### Instruction
Pick out and copy each line below that contains the word "advertising".

### Excerpts of location labeling data
************

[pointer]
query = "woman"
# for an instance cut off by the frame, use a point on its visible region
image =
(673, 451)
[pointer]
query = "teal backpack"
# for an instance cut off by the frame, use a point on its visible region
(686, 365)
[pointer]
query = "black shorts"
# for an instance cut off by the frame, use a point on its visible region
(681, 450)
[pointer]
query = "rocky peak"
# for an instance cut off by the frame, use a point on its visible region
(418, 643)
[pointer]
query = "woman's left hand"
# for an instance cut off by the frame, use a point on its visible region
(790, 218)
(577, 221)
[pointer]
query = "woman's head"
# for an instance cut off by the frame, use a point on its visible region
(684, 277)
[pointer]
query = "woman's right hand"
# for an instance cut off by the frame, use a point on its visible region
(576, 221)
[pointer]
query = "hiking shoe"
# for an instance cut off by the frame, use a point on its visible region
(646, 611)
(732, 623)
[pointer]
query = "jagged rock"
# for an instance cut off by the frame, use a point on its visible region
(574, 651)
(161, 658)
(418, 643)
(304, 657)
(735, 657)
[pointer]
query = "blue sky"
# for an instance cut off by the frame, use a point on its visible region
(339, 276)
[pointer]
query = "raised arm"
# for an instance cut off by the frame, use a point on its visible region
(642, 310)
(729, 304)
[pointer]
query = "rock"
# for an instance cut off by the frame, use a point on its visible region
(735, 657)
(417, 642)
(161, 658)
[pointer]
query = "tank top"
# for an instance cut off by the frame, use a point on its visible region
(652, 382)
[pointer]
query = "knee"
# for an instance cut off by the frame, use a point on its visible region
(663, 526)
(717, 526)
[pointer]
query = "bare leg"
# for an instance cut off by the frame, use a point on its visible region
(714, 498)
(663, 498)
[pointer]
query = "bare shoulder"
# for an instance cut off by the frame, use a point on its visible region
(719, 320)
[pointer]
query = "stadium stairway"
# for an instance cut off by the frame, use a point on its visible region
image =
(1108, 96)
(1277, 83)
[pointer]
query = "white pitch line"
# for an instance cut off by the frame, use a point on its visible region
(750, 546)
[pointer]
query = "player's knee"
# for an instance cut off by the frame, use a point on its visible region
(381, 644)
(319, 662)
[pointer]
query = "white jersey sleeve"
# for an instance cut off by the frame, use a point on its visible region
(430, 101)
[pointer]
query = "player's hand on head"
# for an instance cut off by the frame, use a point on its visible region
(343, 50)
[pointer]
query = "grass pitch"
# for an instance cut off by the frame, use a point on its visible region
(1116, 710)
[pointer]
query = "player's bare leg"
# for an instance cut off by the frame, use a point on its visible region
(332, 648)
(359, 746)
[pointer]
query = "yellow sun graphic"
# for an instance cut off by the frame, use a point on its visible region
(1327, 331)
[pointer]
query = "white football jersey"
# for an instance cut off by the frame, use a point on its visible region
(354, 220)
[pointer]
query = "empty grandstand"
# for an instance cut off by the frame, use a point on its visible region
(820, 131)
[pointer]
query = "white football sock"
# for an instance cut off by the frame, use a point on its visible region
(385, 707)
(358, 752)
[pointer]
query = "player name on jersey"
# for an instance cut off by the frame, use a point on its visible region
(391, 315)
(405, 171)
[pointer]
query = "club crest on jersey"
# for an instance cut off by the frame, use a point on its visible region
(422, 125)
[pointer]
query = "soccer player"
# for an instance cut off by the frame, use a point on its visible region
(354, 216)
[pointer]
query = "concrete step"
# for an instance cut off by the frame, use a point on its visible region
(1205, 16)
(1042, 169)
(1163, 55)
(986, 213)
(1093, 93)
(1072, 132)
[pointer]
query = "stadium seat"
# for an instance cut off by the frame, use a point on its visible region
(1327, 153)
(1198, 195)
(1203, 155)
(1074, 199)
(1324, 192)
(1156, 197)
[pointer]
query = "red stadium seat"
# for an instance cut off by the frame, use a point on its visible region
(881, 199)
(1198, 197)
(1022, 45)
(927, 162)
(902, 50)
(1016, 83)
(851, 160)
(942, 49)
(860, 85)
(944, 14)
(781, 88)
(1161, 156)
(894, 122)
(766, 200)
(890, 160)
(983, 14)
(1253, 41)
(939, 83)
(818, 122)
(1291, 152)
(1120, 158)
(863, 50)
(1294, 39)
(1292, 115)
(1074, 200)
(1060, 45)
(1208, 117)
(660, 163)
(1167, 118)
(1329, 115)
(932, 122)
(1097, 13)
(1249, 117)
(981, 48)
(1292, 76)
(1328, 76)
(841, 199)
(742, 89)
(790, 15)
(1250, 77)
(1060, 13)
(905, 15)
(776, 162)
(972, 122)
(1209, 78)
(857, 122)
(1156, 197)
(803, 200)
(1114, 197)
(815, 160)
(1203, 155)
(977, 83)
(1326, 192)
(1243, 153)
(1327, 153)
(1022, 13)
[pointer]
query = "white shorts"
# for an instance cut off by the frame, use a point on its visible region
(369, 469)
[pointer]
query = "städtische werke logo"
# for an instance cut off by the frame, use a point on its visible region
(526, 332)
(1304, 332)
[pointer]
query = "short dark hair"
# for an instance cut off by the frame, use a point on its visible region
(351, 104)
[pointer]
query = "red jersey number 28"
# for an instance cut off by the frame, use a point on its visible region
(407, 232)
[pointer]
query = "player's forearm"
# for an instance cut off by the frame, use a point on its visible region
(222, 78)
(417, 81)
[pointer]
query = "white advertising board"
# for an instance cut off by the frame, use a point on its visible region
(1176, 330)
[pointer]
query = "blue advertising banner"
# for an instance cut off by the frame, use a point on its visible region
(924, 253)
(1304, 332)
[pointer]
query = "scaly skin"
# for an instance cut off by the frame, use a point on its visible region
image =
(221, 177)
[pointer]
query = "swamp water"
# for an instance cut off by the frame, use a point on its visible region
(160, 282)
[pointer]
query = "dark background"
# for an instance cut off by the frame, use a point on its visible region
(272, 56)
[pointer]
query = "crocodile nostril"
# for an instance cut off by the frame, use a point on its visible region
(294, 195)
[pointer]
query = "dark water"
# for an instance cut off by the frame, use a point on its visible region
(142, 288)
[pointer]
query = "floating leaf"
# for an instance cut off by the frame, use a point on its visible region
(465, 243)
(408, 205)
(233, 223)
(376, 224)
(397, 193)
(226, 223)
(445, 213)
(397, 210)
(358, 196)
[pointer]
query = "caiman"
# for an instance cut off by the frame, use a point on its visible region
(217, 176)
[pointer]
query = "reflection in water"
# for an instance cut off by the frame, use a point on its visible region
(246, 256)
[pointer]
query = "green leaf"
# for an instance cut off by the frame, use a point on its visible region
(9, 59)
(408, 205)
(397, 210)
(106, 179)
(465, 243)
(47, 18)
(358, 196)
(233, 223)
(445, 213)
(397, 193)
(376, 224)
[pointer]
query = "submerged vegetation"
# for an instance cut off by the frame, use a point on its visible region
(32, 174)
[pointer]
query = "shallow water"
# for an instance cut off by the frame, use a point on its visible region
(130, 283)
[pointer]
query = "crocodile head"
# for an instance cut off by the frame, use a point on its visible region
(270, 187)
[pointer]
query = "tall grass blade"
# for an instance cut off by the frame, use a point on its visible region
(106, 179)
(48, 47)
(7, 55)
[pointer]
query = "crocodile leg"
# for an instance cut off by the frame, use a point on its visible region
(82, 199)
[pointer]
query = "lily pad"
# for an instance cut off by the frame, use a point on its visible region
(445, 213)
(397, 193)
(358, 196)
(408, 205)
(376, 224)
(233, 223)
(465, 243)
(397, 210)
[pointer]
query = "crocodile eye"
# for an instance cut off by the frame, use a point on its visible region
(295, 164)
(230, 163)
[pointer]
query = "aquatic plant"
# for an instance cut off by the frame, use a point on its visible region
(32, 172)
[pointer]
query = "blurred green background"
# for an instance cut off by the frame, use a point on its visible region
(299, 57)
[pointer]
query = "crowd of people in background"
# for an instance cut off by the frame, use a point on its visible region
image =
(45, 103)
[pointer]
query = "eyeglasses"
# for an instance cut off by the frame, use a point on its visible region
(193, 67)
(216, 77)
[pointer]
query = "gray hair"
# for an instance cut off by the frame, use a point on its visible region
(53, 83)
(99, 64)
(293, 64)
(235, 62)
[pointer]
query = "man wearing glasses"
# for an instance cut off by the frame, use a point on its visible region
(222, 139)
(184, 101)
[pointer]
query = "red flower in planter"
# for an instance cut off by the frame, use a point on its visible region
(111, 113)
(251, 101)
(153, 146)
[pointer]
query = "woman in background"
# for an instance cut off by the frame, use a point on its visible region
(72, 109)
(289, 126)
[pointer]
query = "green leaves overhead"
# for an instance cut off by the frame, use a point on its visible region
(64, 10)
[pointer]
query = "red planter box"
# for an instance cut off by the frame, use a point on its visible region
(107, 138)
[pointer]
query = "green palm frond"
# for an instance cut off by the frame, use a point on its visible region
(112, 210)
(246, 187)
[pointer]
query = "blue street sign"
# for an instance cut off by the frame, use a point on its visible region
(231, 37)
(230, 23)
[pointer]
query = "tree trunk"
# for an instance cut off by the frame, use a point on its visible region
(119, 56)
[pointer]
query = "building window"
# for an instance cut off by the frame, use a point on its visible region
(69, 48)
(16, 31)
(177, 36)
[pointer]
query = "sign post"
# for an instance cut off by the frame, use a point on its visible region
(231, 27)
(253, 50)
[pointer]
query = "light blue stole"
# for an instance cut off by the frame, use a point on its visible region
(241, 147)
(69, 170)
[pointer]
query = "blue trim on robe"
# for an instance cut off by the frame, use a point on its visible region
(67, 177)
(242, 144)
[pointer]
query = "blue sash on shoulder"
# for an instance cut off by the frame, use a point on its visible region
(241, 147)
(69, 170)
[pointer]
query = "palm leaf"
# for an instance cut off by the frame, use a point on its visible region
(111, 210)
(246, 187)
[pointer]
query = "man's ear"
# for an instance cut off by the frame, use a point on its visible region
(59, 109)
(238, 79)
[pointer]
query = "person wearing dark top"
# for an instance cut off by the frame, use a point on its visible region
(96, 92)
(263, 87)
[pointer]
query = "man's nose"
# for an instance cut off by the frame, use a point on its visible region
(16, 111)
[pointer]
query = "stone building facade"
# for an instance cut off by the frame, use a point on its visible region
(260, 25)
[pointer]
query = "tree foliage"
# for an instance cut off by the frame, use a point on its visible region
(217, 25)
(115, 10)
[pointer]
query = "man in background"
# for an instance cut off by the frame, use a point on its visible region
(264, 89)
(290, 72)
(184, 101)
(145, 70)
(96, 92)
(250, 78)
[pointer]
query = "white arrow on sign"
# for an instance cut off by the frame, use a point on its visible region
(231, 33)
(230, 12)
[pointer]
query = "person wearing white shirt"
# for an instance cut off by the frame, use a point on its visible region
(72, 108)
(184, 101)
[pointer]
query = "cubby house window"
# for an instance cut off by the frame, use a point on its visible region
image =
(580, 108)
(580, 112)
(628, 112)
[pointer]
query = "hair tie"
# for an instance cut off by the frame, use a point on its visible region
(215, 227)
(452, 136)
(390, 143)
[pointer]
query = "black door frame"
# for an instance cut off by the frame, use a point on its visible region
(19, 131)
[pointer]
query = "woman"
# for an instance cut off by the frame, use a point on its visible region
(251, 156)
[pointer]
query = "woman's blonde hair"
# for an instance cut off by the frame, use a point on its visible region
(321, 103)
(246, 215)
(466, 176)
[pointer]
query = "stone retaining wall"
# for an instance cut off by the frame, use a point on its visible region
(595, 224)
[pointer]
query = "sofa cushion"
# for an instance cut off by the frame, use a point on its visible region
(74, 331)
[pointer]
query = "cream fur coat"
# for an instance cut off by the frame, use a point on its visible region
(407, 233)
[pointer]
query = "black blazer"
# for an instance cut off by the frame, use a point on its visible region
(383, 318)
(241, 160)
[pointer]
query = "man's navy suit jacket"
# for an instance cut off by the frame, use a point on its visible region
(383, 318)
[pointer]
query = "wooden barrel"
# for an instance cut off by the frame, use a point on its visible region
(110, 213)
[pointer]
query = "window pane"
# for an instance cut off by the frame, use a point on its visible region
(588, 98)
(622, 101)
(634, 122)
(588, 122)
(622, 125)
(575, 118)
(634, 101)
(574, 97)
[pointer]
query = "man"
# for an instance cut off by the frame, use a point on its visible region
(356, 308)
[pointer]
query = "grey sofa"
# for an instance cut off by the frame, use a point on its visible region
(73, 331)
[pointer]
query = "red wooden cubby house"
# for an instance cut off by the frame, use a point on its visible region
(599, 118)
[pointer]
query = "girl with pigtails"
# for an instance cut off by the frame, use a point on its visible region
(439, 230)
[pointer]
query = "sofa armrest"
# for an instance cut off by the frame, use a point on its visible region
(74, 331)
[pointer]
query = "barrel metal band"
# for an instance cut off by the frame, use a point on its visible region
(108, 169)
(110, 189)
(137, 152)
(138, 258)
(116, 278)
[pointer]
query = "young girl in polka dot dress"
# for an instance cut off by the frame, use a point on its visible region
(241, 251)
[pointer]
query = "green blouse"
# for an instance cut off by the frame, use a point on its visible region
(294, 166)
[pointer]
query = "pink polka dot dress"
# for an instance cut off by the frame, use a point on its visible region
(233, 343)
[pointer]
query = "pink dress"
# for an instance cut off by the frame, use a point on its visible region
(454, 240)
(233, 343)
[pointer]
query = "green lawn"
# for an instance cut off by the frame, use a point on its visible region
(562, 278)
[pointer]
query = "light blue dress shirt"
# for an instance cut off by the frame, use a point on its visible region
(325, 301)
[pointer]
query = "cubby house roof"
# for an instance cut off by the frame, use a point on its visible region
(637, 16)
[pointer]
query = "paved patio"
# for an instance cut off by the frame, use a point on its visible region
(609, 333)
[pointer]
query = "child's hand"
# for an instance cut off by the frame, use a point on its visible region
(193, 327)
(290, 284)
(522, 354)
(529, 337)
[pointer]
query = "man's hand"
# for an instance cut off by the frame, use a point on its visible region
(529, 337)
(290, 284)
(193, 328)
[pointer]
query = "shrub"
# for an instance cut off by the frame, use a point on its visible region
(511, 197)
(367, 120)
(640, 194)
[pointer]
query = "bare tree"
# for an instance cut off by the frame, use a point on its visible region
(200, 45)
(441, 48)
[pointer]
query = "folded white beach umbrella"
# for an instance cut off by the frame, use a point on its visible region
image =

************

### Answer in full
query = "white advertising board"
query = "blue advertising banner"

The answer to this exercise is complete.